◆ Work to be completed
Filter this data down to the lines that hold "polish", and copy them.

◆ The data
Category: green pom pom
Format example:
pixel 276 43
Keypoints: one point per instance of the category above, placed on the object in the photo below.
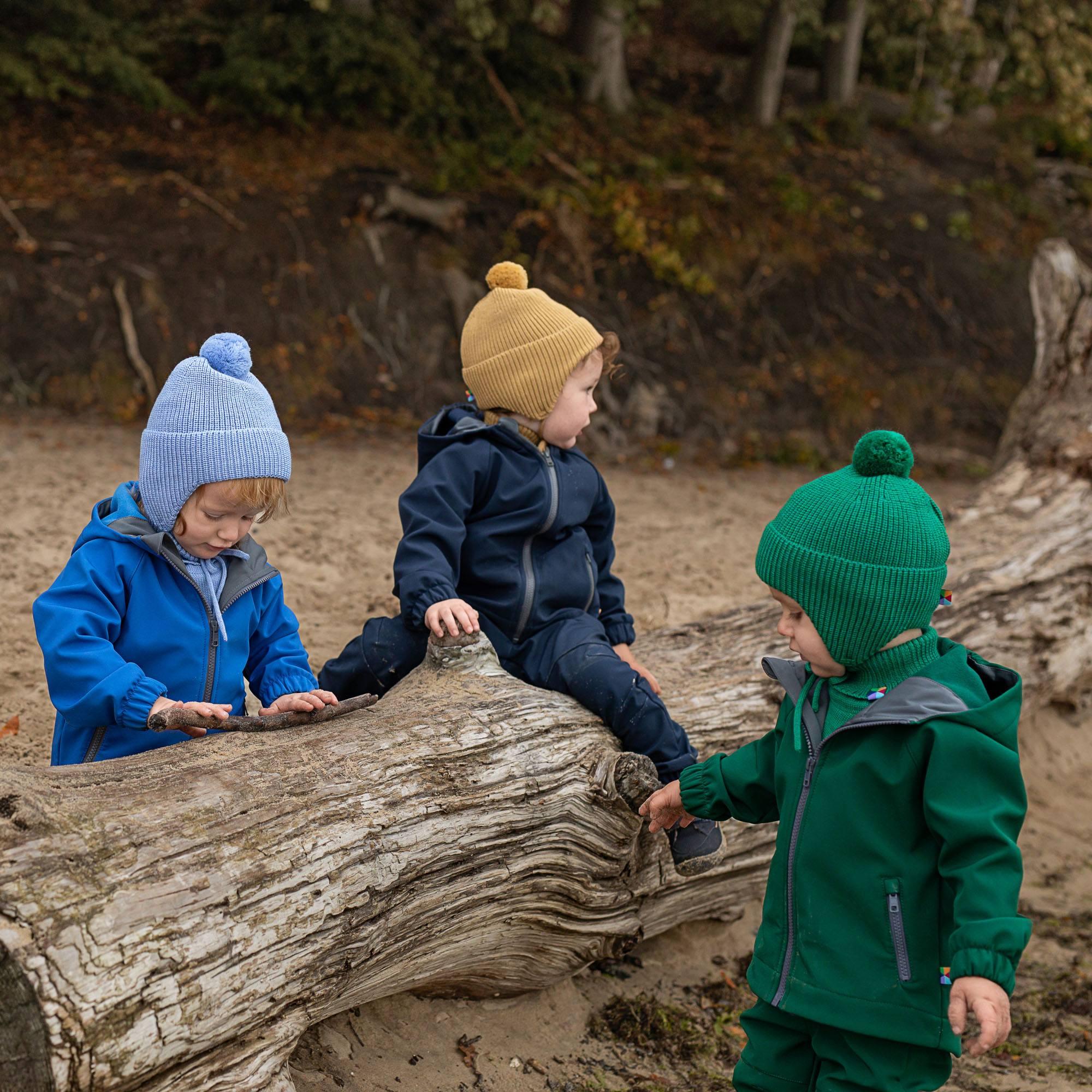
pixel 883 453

==

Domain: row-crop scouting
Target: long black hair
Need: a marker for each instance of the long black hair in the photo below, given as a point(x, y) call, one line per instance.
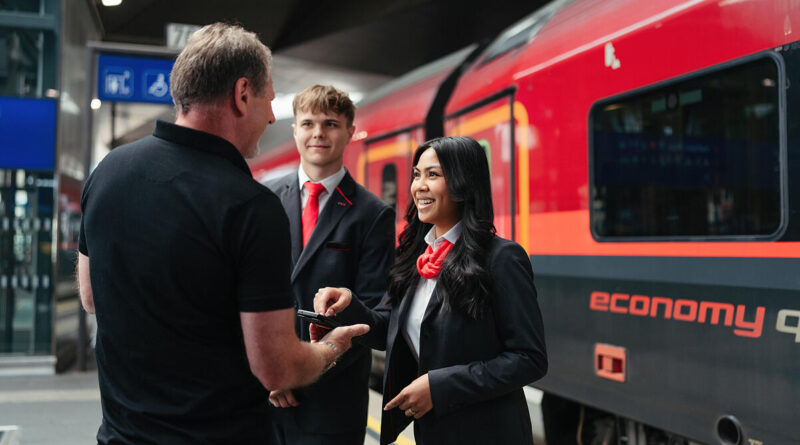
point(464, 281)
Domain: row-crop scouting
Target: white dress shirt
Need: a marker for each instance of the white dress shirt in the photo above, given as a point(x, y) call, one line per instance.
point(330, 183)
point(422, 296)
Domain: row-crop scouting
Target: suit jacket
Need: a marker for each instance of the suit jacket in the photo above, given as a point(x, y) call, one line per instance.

* * *

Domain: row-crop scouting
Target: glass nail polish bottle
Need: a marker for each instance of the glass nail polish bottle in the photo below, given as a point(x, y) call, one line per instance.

◆ Solution to the exercise
Target: glass nail polish bottle
Need: a marker for each instance of the glass nail polish bottle in the photo below, given as a point(x, y) call, one line per instance.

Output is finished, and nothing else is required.